◆ ARTICLE ◆
####################
Targeting the Targeting Rule

Submitted by ABOUBENADHEM on

So, one of the more frustrating adventures for UM fans last year was the random and seemingly one-sided targeting calls, and/or non-calls.  We seemed to be on the wrong side of virtually every targeting call.  The fact that they all get thoroughly reviewed, supposedly under some common microscope, only heightened our frustrations!  A question for the board:     How does college football improve this process?   

The Fugitive

June 14th, 2016 at 4:43 PM ^

replay officials have to do a better job.

Bolden was pushed.

Rudddock was nearly decapitated several times. I recall one of the 15yd PF flags was picked up even tho he was drilled in the face and had his chip strap across his eyes.

JoJo5285

June 14th, 2016 at 5:16 PM ^

That was still the most confusing call of 2015, they went to review for targeting and determined it wasnt targeting, I am fine with that. But like you said there is no way that wasnt still a personal foul for roughing the passer.  

The replay officials have to do a better job of determining that the player lined up and tried to deliberatly hurt the other player, its football sometimes your going to hit the helmet and that cant be ruled as targeting.  

B1G_Fan

June 14th, 2016 at 6:15 PM ^

If the game announcers get the call right most of the time and in half the time the officials take, maybe give them a say. Let them call the official in the booth over and say hey look at this. Start fining officials heavily for blown calls, The calls that reviewed several times and still called wrong.
####################
◆ DATA ◆

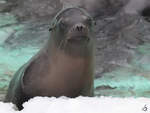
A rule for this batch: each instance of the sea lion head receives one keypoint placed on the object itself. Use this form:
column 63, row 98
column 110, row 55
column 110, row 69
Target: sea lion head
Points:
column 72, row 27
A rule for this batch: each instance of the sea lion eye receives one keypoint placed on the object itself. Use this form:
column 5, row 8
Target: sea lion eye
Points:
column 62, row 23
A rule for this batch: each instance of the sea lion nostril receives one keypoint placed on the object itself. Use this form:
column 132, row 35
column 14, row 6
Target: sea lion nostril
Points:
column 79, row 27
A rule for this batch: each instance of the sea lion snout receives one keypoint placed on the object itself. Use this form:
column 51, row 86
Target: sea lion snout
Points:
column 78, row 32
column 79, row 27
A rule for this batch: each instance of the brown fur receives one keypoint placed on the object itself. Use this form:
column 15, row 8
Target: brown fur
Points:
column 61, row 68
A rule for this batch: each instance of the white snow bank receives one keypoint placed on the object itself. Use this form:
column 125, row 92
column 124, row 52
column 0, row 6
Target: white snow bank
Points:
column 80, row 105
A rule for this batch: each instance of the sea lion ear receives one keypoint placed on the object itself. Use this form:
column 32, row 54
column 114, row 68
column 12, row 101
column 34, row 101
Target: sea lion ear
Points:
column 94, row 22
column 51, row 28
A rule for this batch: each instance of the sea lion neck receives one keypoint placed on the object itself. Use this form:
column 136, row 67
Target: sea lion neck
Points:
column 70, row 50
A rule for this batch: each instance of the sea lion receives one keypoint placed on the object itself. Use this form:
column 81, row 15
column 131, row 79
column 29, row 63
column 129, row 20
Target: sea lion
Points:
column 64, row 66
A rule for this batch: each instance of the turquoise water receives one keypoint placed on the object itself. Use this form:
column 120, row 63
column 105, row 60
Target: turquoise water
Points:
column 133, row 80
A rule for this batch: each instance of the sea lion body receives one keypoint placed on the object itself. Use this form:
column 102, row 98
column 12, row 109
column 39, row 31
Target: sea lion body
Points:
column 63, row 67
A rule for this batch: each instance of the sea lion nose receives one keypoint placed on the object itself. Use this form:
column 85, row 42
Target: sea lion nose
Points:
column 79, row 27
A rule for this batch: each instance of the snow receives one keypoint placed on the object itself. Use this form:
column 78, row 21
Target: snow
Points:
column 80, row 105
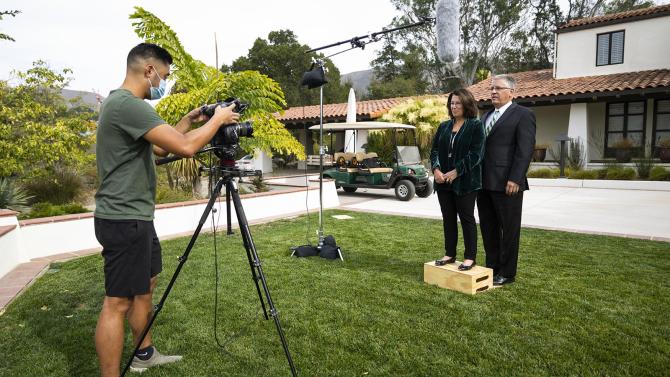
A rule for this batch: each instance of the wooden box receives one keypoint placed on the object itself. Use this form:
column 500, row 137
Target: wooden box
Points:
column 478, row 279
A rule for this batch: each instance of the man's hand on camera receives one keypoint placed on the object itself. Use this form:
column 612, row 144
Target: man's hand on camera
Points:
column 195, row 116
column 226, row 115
####################
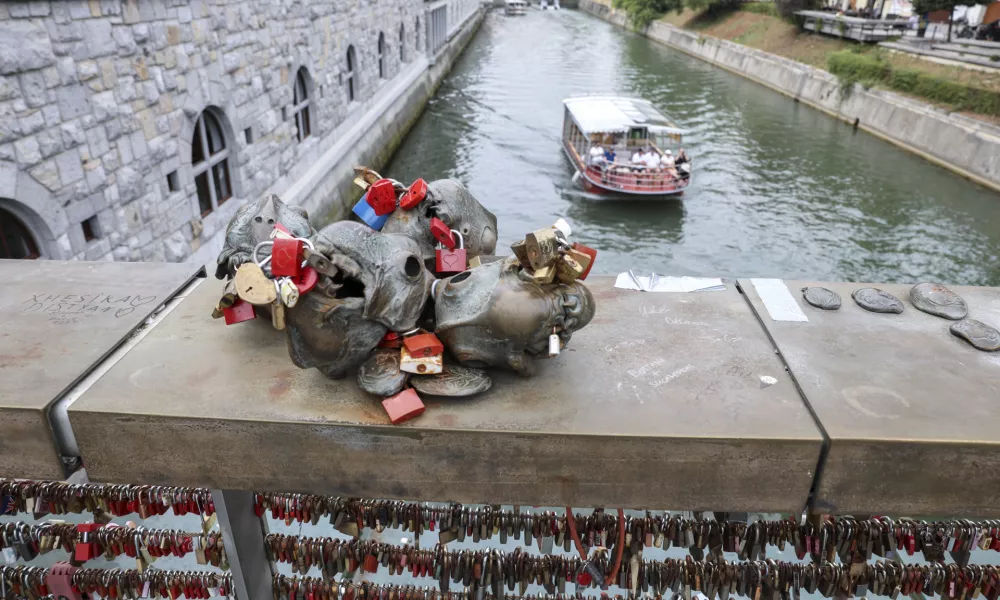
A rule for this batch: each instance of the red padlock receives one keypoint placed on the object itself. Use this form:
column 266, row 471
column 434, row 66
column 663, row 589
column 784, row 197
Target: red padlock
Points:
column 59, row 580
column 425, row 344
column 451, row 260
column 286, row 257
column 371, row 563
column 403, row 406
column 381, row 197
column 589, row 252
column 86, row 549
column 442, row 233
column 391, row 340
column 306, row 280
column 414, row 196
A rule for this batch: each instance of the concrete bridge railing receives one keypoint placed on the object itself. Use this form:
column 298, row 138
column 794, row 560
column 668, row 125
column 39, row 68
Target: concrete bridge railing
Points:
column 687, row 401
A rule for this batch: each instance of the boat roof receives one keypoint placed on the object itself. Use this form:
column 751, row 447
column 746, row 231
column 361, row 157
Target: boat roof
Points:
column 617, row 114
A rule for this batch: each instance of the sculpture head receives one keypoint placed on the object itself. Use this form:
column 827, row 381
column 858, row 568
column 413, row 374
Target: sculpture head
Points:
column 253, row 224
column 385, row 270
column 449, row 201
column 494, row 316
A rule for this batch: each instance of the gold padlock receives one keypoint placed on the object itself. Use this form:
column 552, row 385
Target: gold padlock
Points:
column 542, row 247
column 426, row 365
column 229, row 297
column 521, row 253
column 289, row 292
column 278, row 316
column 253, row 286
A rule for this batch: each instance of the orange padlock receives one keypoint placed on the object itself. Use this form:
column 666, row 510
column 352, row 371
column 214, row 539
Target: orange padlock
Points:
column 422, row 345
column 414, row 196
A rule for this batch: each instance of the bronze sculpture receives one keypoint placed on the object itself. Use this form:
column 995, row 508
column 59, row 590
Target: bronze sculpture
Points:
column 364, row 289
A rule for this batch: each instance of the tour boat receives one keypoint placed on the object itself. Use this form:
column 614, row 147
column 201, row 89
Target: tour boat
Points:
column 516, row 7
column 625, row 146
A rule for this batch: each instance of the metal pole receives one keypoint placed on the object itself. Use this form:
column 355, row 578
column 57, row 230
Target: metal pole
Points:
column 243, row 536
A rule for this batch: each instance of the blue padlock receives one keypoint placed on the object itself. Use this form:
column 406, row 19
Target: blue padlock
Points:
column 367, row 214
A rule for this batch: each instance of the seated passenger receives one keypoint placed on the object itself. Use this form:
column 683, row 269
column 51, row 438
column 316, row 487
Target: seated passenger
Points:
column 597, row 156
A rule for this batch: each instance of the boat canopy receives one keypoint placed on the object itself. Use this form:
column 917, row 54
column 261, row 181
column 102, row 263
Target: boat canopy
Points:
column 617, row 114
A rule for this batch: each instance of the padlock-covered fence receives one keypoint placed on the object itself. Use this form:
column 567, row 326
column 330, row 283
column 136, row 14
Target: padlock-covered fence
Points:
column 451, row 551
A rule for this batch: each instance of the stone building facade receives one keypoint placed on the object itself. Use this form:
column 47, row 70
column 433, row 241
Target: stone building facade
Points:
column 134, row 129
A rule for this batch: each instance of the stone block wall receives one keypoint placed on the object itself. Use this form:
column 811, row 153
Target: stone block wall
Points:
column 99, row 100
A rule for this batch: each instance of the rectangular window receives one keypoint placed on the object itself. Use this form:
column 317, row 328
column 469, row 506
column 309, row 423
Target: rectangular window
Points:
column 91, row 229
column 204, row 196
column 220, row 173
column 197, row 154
####################
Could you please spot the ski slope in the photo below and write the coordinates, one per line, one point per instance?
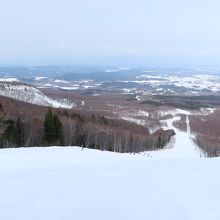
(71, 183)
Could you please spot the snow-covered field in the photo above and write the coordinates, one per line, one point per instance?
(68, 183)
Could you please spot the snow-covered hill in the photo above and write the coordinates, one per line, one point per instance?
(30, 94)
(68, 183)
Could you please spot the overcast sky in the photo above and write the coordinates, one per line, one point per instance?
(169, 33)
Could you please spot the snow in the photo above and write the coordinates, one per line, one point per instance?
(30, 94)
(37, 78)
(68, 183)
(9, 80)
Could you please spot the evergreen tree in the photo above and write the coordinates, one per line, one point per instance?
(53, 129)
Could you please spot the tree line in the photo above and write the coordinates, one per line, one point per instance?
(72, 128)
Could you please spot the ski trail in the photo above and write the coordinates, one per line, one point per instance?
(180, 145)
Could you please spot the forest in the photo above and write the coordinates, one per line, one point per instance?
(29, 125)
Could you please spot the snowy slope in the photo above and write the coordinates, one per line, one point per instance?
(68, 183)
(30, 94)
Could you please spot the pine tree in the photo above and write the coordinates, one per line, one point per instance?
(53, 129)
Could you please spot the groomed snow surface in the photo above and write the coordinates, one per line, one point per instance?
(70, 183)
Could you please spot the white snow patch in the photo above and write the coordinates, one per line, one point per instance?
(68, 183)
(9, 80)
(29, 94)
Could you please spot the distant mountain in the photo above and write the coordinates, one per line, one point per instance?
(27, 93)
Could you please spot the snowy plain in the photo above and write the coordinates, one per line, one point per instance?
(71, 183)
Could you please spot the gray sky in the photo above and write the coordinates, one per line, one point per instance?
####################
◆ STATED EXERCISE 1 ◆
List the usernames of everyone who posted in the forum thread on the targeting rule, including the person who submitted it.
◆ STATED EXERCISE 2 ◆
Reproduce the lines of the records from the line containing "A rule for this batch: each instance of the red" through the line containing "column 687, row 401", both included.

◆ RESPONSE 1 ◆
ABOUBENADHEM
The Fugitive
JoJo5285
B1G_Fan

◆ RESPONSE 2 ◆
A rule for this batch: each instance of the red padlock receives one keypoint placed on the object itself. Use this form:
column 266, row 471
column 434, row 66
column 663, row 589
column 784, row 197
Target: red padlock
Points:
column 59, row 580
column 425, row 344
column 451, row 260
column 286, row 257
column 371, row 563
column 403, row 406
column 381, row 197
column 589, row 252
column 86, row 549
column 442, row 233
column 391, row 340
column 306, row 280
column 414, row 196
A rule for this batch: each instance of the concrete bridge railing receives one keypoint placed on the object itself. Use this form:
column 298, row 138
column 794, row 560
column 668, row 125
column 39, row 68
Target: concrete bridge railing
Points:
column 687, row 401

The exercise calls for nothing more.